┌──

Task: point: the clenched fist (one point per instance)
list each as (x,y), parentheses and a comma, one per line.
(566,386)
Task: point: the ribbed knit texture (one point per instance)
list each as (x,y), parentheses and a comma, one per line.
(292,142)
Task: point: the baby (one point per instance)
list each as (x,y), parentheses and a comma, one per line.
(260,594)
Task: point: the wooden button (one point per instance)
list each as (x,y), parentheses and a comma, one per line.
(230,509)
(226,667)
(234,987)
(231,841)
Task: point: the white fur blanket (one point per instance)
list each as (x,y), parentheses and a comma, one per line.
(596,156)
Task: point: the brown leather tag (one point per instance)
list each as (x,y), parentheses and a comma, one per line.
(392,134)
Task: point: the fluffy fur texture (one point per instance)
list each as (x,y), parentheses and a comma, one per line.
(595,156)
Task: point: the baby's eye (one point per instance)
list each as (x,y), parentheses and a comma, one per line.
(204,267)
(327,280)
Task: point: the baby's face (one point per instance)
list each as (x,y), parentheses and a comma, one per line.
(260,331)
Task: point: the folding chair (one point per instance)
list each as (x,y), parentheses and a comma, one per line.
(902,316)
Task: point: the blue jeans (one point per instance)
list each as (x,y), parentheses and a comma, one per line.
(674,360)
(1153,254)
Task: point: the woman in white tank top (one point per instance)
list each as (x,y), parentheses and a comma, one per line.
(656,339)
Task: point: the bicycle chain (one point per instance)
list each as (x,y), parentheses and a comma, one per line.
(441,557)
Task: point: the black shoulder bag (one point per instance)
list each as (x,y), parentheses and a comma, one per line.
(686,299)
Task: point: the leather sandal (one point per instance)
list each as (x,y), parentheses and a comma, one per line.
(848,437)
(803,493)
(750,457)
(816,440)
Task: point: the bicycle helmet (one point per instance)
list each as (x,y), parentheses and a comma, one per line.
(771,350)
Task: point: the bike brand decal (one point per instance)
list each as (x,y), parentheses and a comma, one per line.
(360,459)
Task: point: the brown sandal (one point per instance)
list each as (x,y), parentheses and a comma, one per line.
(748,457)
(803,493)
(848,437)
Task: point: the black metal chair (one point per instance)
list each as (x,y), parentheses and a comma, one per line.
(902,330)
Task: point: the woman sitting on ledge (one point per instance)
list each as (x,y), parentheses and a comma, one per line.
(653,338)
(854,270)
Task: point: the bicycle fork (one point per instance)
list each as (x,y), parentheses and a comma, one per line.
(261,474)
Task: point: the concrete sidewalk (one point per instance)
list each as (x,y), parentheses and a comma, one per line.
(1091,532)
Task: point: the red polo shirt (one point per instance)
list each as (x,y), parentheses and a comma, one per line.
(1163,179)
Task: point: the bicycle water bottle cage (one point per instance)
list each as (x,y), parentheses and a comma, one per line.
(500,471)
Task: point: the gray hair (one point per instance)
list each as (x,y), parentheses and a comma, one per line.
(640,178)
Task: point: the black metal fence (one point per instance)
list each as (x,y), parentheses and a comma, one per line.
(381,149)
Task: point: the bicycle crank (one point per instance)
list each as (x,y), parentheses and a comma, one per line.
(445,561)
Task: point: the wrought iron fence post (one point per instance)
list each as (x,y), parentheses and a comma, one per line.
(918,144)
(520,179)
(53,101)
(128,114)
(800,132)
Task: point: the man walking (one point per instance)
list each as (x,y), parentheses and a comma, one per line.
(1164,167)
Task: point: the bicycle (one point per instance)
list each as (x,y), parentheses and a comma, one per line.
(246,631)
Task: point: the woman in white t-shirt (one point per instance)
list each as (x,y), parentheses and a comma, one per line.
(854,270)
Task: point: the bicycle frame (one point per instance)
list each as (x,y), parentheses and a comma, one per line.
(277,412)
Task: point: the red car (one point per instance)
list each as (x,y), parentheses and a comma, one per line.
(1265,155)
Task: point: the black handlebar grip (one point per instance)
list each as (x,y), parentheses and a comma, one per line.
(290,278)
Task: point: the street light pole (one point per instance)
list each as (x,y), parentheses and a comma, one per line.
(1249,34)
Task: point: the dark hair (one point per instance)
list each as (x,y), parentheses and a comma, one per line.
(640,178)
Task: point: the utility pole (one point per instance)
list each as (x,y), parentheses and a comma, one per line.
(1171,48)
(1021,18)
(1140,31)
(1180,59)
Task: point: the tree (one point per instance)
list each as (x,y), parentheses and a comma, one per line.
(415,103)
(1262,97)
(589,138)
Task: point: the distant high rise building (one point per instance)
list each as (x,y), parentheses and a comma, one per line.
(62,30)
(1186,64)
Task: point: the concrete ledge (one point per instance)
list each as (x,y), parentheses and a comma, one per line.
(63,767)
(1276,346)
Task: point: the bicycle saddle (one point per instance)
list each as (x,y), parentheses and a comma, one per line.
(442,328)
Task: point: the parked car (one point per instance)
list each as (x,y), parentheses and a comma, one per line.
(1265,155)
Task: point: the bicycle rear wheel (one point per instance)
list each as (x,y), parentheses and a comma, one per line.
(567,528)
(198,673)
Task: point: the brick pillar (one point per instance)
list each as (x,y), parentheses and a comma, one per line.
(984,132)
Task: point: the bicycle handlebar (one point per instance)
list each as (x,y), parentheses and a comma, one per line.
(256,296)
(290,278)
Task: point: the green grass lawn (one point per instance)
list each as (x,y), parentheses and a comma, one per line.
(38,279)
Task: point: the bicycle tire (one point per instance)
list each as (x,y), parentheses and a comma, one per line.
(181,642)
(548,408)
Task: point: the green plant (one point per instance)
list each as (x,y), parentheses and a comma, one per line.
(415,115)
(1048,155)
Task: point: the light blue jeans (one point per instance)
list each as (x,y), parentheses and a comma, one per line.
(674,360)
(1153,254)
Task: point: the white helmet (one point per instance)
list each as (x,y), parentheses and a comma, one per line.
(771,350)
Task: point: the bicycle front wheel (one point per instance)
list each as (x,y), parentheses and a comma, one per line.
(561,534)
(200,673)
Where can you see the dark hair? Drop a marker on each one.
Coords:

└──

Here, the records must be output exactly and in full.

*SOLUTION TO THE PROBLEM*
Task: point: the clenched fist (one point per instance)
list each as (x,y), parentheses and a comma, one per line.
(566,386)
Task: point: the ribbed knit texture (one point per instance)
list each as (x,y), parentheses and a comma, one per line.
(292,142)
Task: point: the baby (one point per instance)
list each as (x,y), parentheses and a comma, one per line.
(260,594)
Task: point: the wooden button (one point per instance)
list each as (x,y), parentheses and a comma, one per line.
(230,509)
(226,667)
(234,987)
(231,841)
Task: point: the white fur blanket (one point per instance)
list each as (x,y), parentheses and a comma, one per line.
(596,156)
Task: point: the brown leather tag (one point per instance)
list each as (x,y), parentheses and a comma, one per line.
(392,134)
Task: point: the fluffy fur texture (one point per instance)
list each as (x,y), parentheses and a comma, one per line.
(595,156)
Task: point: the baby's eye (one point per instance)
list each as (x,y), parentheses and a comma, one per line.
(204,267)
(327,280)
Task: point: the baby's face (one point per instance)
list each as (x,y), parentheses and a comma, one per line.
(260,331)
Task: point: the folding chair (one point per instance)
list each as (x,y), parentheses and a comma, one per line.
(902,316)
Task: point: the blue jeans (one point per instance)
list each as (x,y), parentheses and a comma, one per line.
(674,360)
(1153,254)
Task: point: the woman in white tank top (one point per instance)
list each as (x,y), parentheses and a comma, one per line.
(656,339)
Task: point: the bicycle chain (one point per instance)
list each as (x,y), parentheses and a comma, one per line.
(441,557)
Task: point: the black shoulder bag (one point per instance)
list each as (x,y), parentheses and a comma, one per line.
(686,299)
Task: point: the leather sandal (one point per instance)
list each as (x,y), parentheses and a comma, one per line.
(848,437)
(803,493)
(750,457)
(816,440)
Task: point: the bicycle helmet (one point per instance)
list each as (x,y), parentheses and a comma, one per line.
(771,350)
Task: point: the bike brand decal (one point per instance)
list each as (x,y), parentheses and a comma, one per line.
(360,459)
Task: point: the brown sandal (one point per instance)
list each as (x,y), parentheses and a comma, one per line.
(748,457)
(803,493)
(848,437)
Task: point: the black metal chair (one point per instance)
list each as (x,y), parentheses and a comma, one per line.
(902,330)
Task: point: the woman sitting on ledge (one point per instance)
list each as (x,y), parentheses and a comma, one per line.
(653,338)
(854,270)
Task: point: the bicycle fork (one point per instance)
list each as (x,y), parentheses and a comma, one per line.
(261,474)
Task: point: the concrete sidewalk (one point per instance)
list each as (x,y), parentheses and a comma, one per line.
(1091,532)
Task: point: the red polo shirt (one point per instance)
list each as (x,y), parentheses and a comma, one per line.
(1163,179)
Task: point: the bicycle water bottle cage (one point per instance)
list each as (x,y), parentheses and a comma, one per line.
(500,471)
Task: point: the gray hair (one point per instance)
list each as (x,y), parentheses and a comma, one per line.
(640,178)
Task: point: the black metal fence (one point per instance)
list each as (x,y), parentheses and a comma, one per line.
(381,149)
Task: point: the bicycle crank (one point per instance)
list each as (x,y), parentheses and a comma, one per line.
(445,561)
Task: point: the wrought iron fence post (one point per instance)
list each as (x,y), parentheses and a comma, one per line.
(918,144)
(520,179)
(53,101)
(128,114)
(800,132)
Task: point: the man walking (one point per instance)
list each as (x,y), parentheses and a comma, one per line.
(1164,167)
Task: point: the bicycle (one point per instance)
list each as (x,y), parentheses and a comma, one per line.
(246,631)
Task: point: the woman in white t-shirt (one point per instance)
list each as (x,y), parentheses and a comma, one per line.
(854,270)
Task: point: the bicycle frame (one point per instance)
list each as (x,y), parentheses and a comma, one per line.
(277,412)
Task: point: the red car (one point per instance)
list each as (x,y), parentheses and a comma, one per line.
(1265,155)
Task: point: the black handlebar grip (one point per instance)
list each as (x,y), parentheses and a comma, one per line.
(290,278)
Task: point: the street light pole (one point per instance)
list each as (x,y), parentheses and a comma, one per line.
(1249,34)
Task: point: the dark hair (one point per instance)
list each as (x,y), parentheses and a comma, one per line.
(640,178)
Task: point: the utility pole (one point per instance)
list each as (x,y), parentheses and a comma, one per line.
(1171,48)
(1021,18)
(1140,31)
(1180,59)
Task: point: the tree (one point per instance)
list each as (x,y), parentheses and a comma, one per line.
(415,103)
(1262,97)
(589,138)
Task: point: the distant high rise building (one point per instance)
list each as (x,y), parentheses and a comma, one per line.
(62,30)
(1186,64)
Task: point: the concrete ledge (one point per instance)
list each as (x,y), parentheses and a comma, one per line.
(63,767)
(1276,346)
Task: point: the bicycle saddle (one point per instance)
list each as (x,y), parentheses and a comma, one per line.
(442,328)
Task: point: the parked car (one point per instance)
list each as (x,y), parentheses and a comma, one per line.
(1265,155)
Task: point: the bicycle rear wheel (one point per instance)
list each as (x,y), parentheses and a comma, one per line.
(567,528)
(198,673)
Task: point: the brick pillar (one point per instance)
list each as (x,y), parentheses and a comma, one per line.
(984,132)
Task: point: the bicycle handlebar (one point per instance)
list each as (x,y), parentheses and a comma, one per line.
(256,296)
(290,278)
Task: point: the green grass lawn (one point per instance)
list each as (x,y), parentheses and a comma, one per line.
(38,279)
Task: point: the bicycle tire (one point per instance)
list each as (x,y), parentheses and a comma, one per line.
(181,642)
(548,408)
Task: point: the green plant (one point per instance)
list each as (x,y), parentheses and a comma, one per line.
(415,115)
(1048,155)
Task: point: the light blue jeans (one point per instance)
list each as (x,y), parentheses and a comma, one per line.
(674,360)
(1153,254)
Task: point: the white helmet (one point per instance)
list each as (x,y), parentheses and a comma, one per line.
(771,350)
Task: point: the bicycle front wheel (one point per instance)
list each as (x,y), parentheses and a comma, one per line.
(561,534)
(200,673)
Where can you see the dark hair? Drop a marker on each one.
Coords:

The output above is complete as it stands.